WORK TASK >> In the excerpt below, why did the narrator go out carrying alcohol and a range of drugs? Answer in one to three sentences.

He Who Strongly Desires to Move Up Will Think of a Way to Build a Ladder

By now, I had devised my own brilliant plan to completely avoid the open-heart surgery business still unresolved from my youth: continual distraction and a slow drip of drug-induced suicidal behavior. If life is about creating our stories on the tabula rasa we are born with then my life as a drug fiend was about to become a chapter full of typos with no Wite-Out in sight.

I never knew what great disappointments or triumphs might greet me when I left the house, so I was always prepared to adjust my mood, alter my perspective or insulate my emotions with a full flask of vodka or tequila, five joints, Valium, Percodan, a vial of cocaine, some ‘shrooms and a half-dozen hits of Ecstasy. I never met an intoxicant I didn’t like—be it drink or drug—that wasn’t temporarily useful, even as it undermined achieving any of my long-term goals. 

Goals? They were for footballers and hockey players. Don’t get me wrong, I had my share of ambitions, but they were simple and I achieved all three: Make Money. Make Love. Don’t Get Caught. 

 

#

 

Making love was a priority, but I also spent a lot of time on the road, alone. In 1977, on my way to Big Sur, I was staying at the Holiday Inn in Carmel, yearning for some company. Before going out to dinner, I looked in the Yellow Pages for a restaurant or nightclub. It was then that I saw the page listing “Escort Services/Outcall Only.” Funny how Marriage Counselors was followed by Massage Parlors. The latter usually precedes the former.

Suddenly, it dawned on me that my future was no longer dark and lonely. I’d go out to the only club with live music on this Sunday night, get some bar food, and have a few drinks. I would do my best to meet someone I could invite back to my room. If I didn’t meet a woman, I’d go back to the room and call one of the offerings on the Escort page because I’m in a good mood and I don’t want to be alone. Two hours later, back in the room, I make the call.

Forty minutes later, after a joint outside and a half-dozen lines inside, I hear,

 “Knock, Knock.”

“Who’s there?”

“Mary.”

“Mary? Mother of the Universe?”

Hail Mary.

PROVIDED MATERIAL >>
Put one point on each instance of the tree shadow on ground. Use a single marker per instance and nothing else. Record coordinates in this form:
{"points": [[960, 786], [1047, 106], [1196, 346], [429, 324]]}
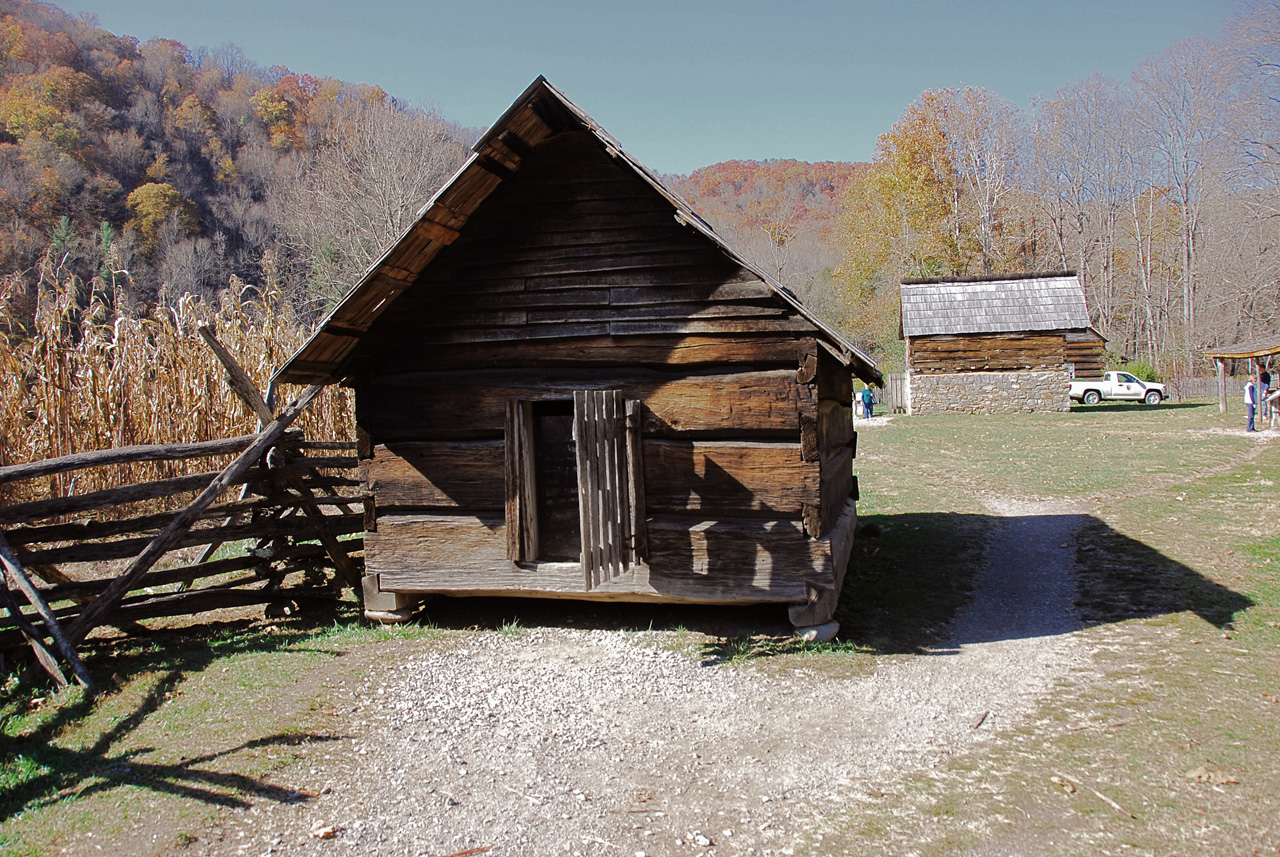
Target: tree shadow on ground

YOUR SOLUTION >> The narrator never knew what great disappointments or triumphs might come after leaving the house. Carrying a flask of vodka or tequila, joints, pills, cocaine, 'shrooms and Ecstasy meant always being ready to adjust mood, alter perspective or insulate emotions.